◆ Provided data ◆
:::::

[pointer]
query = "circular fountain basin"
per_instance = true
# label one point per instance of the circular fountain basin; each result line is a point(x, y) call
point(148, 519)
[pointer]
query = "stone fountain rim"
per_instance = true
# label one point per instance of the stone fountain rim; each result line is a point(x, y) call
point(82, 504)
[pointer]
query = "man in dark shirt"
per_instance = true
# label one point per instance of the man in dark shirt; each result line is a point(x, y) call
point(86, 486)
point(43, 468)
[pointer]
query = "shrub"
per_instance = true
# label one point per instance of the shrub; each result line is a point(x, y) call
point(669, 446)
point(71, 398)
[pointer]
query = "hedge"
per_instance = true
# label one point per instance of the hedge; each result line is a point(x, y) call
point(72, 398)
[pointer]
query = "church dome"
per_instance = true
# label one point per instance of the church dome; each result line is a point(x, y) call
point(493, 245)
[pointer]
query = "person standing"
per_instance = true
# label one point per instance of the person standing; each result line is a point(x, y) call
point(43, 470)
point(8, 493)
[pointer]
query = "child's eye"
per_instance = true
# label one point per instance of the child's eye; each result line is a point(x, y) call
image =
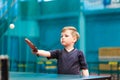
point(66, 36)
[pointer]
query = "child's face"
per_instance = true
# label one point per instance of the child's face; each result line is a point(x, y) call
point(67, 39)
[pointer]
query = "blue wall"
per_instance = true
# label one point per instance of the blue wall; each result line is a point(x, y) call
point(102, 30)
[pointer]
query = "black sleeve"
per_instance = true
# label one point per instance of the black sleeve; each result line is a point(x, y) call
point(82, 60)
point(54, 54)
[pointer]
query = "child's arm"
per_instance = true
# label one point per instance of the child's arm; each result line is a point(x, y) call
point(42, 53)
point(85, 72)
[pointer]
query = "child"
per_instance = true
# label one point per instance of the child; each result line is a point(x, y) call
point(69, 60)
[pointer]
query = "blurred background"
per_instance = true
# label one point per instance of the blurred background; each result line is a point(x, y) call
point(42, 20)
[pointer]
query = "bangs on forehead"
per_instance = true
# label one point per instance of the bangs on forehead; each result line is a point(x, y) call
point(69, 28)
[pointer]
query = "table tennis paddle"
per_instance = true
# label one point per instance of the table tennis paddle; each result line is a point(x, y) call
point(31, 45)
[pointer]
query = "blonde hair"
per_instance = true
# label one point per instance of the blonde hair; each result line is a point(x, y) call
point(73, 29)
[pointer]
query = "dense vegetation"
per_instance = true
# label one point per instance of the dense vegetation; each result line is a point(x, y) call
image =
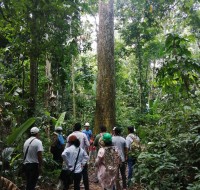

:::::

◆ Task goal ◆
Give every line of the rows above as a numbered list, leaving out blank lines and the pictures.

◆ Correct response ◆
1. [pointer]
2. query = "circular fountain basin"
3. per_instance = true
4. # label one point per instance of the circular fountain basin; each result line is a point(x, y) call
5. point(148, 519)
6. [pointer]
7. query = "stone fountain rim"
8. per_instance = true
9. # label one point per instance of the stone fountain rim; each result line is a point(x, y) call
10. point(82, 504)
11. [pointer]
12. query = "man in dark shirt"
13. per_instance = true
14. # label one point per instance of the man in dark shirt; each result line is a point(x, y) call
15. point(86, 486)
16. point(43, 468)
17. [pointer]
18. query = "shrub"
19. per_instance = true
20. # label one point per instance of the shrub; each result line is a point(x, y) call
21. point(669, 446)
22. point(71, 398)
23. [pointer]
24. query = "hedge"
25. per_instance = true
26. # label one point per instance of the hedge; each result line is a point(x, y) call
27. point(72, 398)
28. [pointer]
29. query = "church dome"
30. per_instance = true
31. # label one point per instance of the church dome; each result line is a point(x, y) call
32. point(493, 245)
33. [pointer]
34. query = "person standing"
35. per_instance = true
36. # label one point per instance of the person standing; each result line is a point(x, y) call
37. point(43, 470)
38. point(8, 493)
39. [pointer]
40. query = "child's eye"
41. per_instance = true
42. # label one point per instance of the child's eye; each result line is a point(x, y) call
43. image =
44. point(66, 36)
45. [pointer]
46. query = "child's face"
47. per_instance = true
48. # label one point per instance of the child's face; each result line is a point(x, y) call
49. point(67, 39)
50. [pointer]
51. query = "blue wall"
52. per_instance = true
53. # label one point per instance of the blue wall; each result line is a point(x, y) call
54. point(102, 30)
55. [pointer]
56. query = "black sleeve"
57. per_instance = true
58. # label one point per instance of the black sleeve; each result line is a point(x, y) call
59. point(82, 60)
60. point(54, 54)
61. [pointer]
62. query = "child's arm"
63. per_instance = true
64. # label one point per instance of the child's arm; each result line is a point(x, y) call
65. point(42, 53)
66. point(85, 72)
67. [pointer]
68. query = "child"
69. per_instance = true
70. # label one point per instance of the child; each result line is a point(x, y) call
71. point(69, 60)
72. [pointer]
73. query = "blurred background"
74. per_instance = true
75. # label one point per instance of the blurred background; each result line is a point(x, y) call
76. point(42, 20)
77. [pointer]
78. query = "bangs on forehead"
79. per_instance = true
80. # label one point per instance of the bangs on forehead; each result line is a point(x, y) call
81. point(69, 28)
82. [pointer]
83. query = "table tennis paddle"
84. per_instance = true
85. # label one point per instance of the table tennis paddle; each result line is a point(x, y) call
86. point(31, 45)
87. [pointer]
88. query = "blonde hair"
89. per_instance = true
90. # label one point per instance of the blonde hair; each result line is a point(x, y) call
91. point(73, 29)
92. [pointer]
93. query = "dense vegetation"
94. per_instance = true
95. # label one point per instance of the dense vegetation; each result line is a point(x, y) call
96. image =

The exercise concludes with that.